*Aim of the exercise*:
Lay out each line of the material below as a numbered list, omitting any blank lines.

** Start of Provided records **

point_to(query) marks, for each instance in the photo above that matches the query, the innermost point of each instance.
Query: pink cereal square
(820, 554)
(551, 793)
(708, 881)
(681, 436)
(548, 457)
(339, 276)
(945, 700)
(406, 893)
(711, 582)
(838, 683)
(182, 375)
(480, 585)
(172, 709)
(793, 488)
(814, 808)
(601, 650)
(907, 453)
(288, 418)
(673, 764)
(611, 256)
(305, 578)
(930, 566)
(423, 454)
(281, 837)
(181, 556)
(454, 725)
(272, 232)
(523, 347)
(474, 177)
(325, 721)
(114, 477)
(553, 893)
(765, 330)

** End of Provided records **

*Result for this task*:
1. point_to(query) marks, for each instance in the photo above that matches the query, the innermost point of each instance.
2. Query: pink cereal square
3. (820, 554)
4. (551, 793)
5. (708, 881)
6. (681, 436)
7. (548, 457)
8. (339, 276)
9. (945, 700)
10. (406, 893)
11. (711, 582)
12. (838, 683)
13. (182, 375)
14. (480, 585)
15. (172, 709)
16. (793, 488)
17. (814, 808)
18. (601, 650)
19. (907, 453)
20. (288, 418)
21. (673, 764)
22. (611, 256)
23. (305, 578)
24. (930, 566)
25. (423, 454)
26. (281, 837)
27. (181, 556)
28. (454, 725)
29. (272, 232)
30. (523, 347)
31. (474, 177)
32. (325, 721)
33. (114, 477)
34. (553, 893)
35. (765, 330)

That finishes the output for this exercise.